PROMPT A -
Answer these questions from the medical ethics division news, one per line, marked to match:
(i) Which foundation gave Dr. Nicholas Schiff his $3.9 million grant?
(ii) Which university awarded Dr. Rodríguez del Pozo his PhD?
(iii) In what year was Wayne Shelton recruited to the Weill Cornell Medical College Department of Public Health?
PROMPT B - In the medical ethics division news, turn the paragraph beginning "Wayne Shelton, PhD, MSW, has been promoted" into a short bulleted list that keeps its main facts.
PROMPT C - Carry on the medical ethics division news from the point where it stops.

PROVIDED TEXT -
=== Begin Enclosure ===
Medical Ethics Division News
October 2008 - February 2009
New Grants
Pablo Rodríguez del Pozo, MD, PhD, JD, Associate Professor of Public Health (Qatar) in the Division of Medical Ethics, along with three of his premedical students, received an Undergraduate Research Experience Program grant from the Qatar National Research Fund. The award provides funding for a 10-month study in which Dr. Rodríguez del Pozo and the students, Sanah Sadiq, Arnab Chowdhury and Abdulhadi Al Saei, will analyze public perceptions and educational resources available for children with Down Syndrome in Qatar. More about the grant.
Dr. Nicholas Schiff, Associate Professor of Neurology and Neuroscience and Public Health (Medical Ethics), received a $3.9 million McDonnell Foundation grant to fund research of recovery of consciousness after severe brain injury.
Faculty and Staff Promotions
Pablo Rodríguez del Pozo, MD, PhD, JD, has been promoted to Associate Professor of Public Health ( Qatar) in the Division of Medical Ethics. Dr. Rodríguez del Pozo completed JD and MD degrees from the Universidad Nacional de Córdoba, Argentina. He went on to post-doctoral training at the Universidad Complutense in Madrid, as a Specialist in Legal and Forensic Medicine at the School of Legal Medicine. At the Universidad Complutense he also earned a Specialist in Human Rights degree and an MA degree in Bioethics. He then completed a PhD from the Universidad Carlos III in Madrid. He was hired as a faculty member in the Department of Public Health and History of Science at Universidad Computense shortly after graduating from the program, a highly unusual honor. He has held academic positions at universities and organizations in four continents, and is internationally esteemed as one of the leaders in his generation in bioethics in the Spanish-speaking world.
Dr. Rodríguez del Pozo has brought his unique multicultural perspective and sensitivity to his teaching and scholarship since becoming one of the founding faculty members of Weill Cornell Medical College in Qatar in 2003. Along with Dr. Joseph Fins, he launched its ethics and humanities program and designed the undergraduate premedical curriculum. He also teaches in the Medicine, Patients and Society courses levels I, II (for which is Course Segment Director), and III (for which he is Clerkship Director) in the Qatar Medical College, and has instituted other innovative educational programs.
Wayne Shelton, PhD, MSW, has been promoted to Adjunct Associate Professor of Public Health in the Division of Medical Ethics. Dr. Shelton is based at Albany Medical College, where he is Director of the Program on Ethics and Health Outcomes at the Alden March Bioethics Institute and serves extensively as a Clinical Ethics Consultant. He is also Co-Director of the Albany Medical College/Graduate College of Union University Masters Program in Bioethics. Dr. Shelton was recruited to the Weill Cornell Medical College Department of Public Health in 2007 to develop and teach a 10-session course called “The Philosophical Basis of Medical Ethics” for Division fellows and faculty and to mentor Divisional personnel. He continues to collaborate with faculty members on scholarly research and contribute to other Division educational activities.
=== End Enclosure ===
DATA EXTRACT -
=== Begin Enclosure ===
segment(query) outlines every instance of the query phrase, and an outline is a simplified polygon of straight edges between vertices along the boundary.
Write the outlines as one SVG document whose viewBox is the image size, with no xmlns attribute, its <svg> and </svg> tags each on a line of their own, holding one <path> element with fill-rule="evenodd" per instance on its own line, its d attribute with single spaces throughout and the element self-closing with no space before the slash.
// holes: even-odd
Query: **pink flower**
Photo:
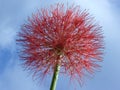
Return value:
<svg viewBox="0 0 120 90">
<path fill-rule="evenodd" d="M 20 58 L 27 69 L 45 76 L 59 62 L 60 73 L 81 83 L 85 74 L 93 74 L 99 67 L 103 54 L 101 27 L 79 8 L 66 9 L 57 4 L 28 18 L 17 40 L 22 46 Z"/>
</svg>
=== End Enclosure ===
EXERCISE RESULT A -
(i) The McDonnell Foundation
(ii) The Universidad Carlos III in Madrid
(iii) 2007

EXERCISE RESULT B -
- Wayne Shelton, PhD, MSW, was promoted to Adjunct Associate Professor of Public Health in the Division of Medical Ethics.
- He is based at Albany Medical College. There he directs the Program on Ethics and Health Outcomes at the Alden March Bioethics Institute and works widely as a Clinical Ethics Consultant.
- He co-directs the Albany Medical College/Graduate College of Union University Masters Program in Bioethics.
- In 2007 the Weill Cornell Medical College Department of Public Health recruited him to develop and teach "The Philosophical Basis of Medical Ethics." This is a 10-session course for Division fellows and faculty. He was also recruited to mentor Divisional personnel.
- He still works with faculty on scholarly research and contributes to other Division educational activities.

EXERCISE RESULT C -
Welcome New Faculty
Naomi Tamerin, MD, has been appointed Lecturer in Public Health (Courtesy) in the Division of Medical Ethics. Dr. Tamerin received her MD degree from New York University School of Medicine. She completed Post-Doctoral training in Pathology at NYU-Bellevue Medical Center; in Human Sexuality at the NYU School of Medicine Department of Psychiatry, in Psychoanalysis at Beth Israel Hospital, and in Bioethics and Medical Humanities at the Columbia University College of Physicians and Surgeons and Albert Einstein College of Medicine. She has held academic positions as Assistant Professor of Pathology at the University of West Virginia School of Medicine, and Instructor and Lecturer in Pathology and Lecturer in Human Sexuality at NYU School of Medicine. She has also directed the Departments of Laboratory Medicine at both Hudson Valley Hospital Center in Peekskill, New York, and Julia Butterfield Hospital in Cold Spring, New York. She has also been a Consulting Bioethicist at United Hospital Medical Center in Port Chester, New York. She is currently appointed to the Medical Society of the State of New York Committee on Ethics and Organ Transplant, as well as to the Board of Health in Greenwich, Connecticut, and she is Co-Chair of the Committee on Ethics, Westchester County Medical Society. Dr. Tamerin has authored or co-authored four journal articles on palliative care, the ethics consultation process (with Dr. Joseph Fins and Dr. Elizabeth Nilson), the nephrotic syndrome, and sex therapy. In addition, she has presented many bioethics talks and regularly contributes articles and editorials to newspapers. She has taught medical ethics at Albert Einstein College of Medicine and New York Medical College, and is on the faculty of the Medicine, Patients, and Society course at Weill Cornell Medical College. In the Department she works with Ds. Fins and Nilson on their research study to evaluate the clinical ethics consultation process.
Appointments and Honors
Dr. Fins Selected for Who’s Who in the World
Dr. Joseph J. Fins, Chief of the Division of Medical Ethics and Professor of Medicine, Professor of Public Health, and Professor of Medicine in Psychiatry, was selected for Who’s Who in the World, 2009 Edition.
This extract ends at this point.